What this task involves |
Some lines in the entries contain the word "below". Copy all of them.

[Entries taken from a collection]
>>>>>
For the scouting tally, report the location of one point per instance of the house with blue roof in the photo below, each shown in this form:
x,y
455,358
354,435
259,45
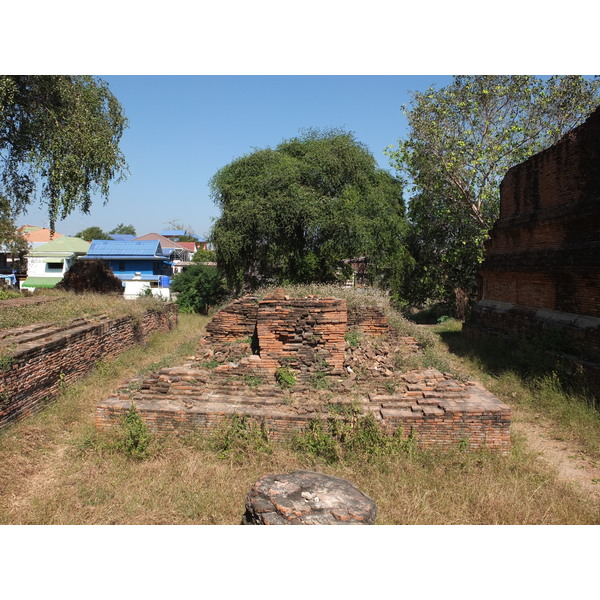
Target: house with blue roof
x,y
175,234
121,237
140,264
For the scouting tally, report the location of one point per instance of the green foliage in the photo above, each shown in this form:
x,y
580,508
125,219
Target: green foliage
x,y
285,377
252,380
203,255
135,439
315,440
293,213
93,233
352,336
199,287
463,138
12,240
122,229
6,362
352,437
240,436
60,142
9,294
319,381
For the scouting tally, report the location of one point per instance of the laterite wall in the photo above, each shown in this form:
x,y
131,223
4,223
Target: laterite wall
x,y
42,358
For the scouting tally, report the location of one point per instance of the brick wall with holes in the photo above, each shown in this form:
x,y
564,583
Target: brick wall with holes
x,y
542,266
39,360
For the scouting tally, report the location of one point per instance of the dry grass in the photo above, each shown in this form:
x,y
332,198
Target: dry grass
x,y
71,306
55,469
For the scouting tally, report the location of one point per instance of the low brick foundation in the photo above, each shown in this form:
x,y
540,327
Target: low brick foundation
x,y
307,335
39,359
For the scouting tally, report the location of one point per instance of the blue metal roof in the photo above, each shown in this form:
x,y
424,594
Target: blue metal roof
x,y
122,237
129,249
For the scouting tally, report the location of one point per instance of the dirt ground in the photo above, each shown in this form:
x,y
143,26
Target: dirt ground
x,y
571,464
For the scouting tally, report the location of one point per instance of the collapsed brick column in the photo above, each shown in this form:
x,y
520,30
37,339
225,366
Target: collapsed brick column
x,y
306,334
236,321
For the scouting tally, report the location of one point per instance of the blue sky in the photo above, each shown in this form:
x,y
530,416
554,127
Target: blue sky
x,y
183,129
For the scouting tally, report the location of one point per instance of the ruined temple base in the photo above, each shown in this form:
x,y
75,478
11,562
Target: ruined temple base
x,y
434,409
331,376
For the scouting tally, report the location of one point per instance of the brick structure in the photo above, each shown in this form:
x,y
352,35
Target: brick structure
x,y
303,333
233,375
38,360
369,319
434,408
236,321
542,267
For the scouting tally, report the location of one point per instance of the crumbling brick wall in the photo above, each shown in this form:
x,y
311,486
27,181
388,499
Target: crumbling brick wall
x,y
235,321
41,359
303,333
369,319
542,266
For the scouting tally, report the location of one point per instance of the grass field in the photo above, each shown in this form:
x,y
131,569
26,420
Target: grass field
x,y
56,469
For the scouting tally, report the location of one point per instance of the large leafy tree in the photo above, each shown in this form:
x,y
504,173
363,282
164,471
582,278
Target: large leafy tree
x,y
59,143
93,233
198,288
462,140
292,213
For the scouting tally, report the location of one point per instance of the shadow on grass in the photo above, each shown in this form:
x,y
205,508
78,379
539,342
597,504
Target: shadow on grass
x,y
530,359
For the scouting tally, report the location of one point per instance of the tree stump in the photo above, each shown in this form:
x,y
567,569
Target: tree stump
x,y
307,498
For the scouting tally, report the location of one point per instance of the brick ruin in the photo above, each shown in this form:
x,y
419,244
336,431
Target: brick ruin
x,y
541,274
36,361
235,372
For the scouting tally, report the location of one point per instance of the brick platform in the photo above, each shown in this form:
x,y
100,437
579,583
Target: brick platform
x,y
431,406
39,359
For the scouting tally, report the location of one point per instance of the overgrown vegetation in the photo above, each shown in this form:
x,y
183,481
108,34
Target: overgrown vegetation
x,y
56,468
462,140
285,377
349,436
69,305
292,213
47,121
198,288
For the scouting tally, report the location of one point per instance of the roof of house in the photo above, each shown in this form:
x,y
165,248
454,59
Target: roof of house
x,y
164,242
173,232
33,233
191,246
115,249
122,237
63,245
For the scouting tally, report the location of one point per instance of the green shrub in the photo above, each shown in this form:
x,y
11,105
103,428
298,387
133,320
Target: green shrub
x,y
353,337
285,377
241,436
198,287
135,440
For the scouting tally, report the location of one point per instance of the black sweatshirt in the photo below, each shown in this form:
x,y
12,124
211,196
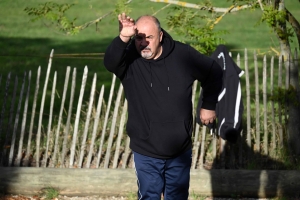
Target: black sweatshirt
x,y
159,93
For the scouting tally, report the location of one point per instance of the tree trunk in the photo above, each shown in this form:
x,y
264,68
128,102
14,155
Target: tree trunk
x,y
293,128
<<<<<
Response for this exercise |
For the scouting tally, report the location of one point per instance of the house with blue roof in the photo below, each shown in this form:
For the scouting tally, report the location of one point per instance of the black sweatshirt in the photo below, each shown in this form:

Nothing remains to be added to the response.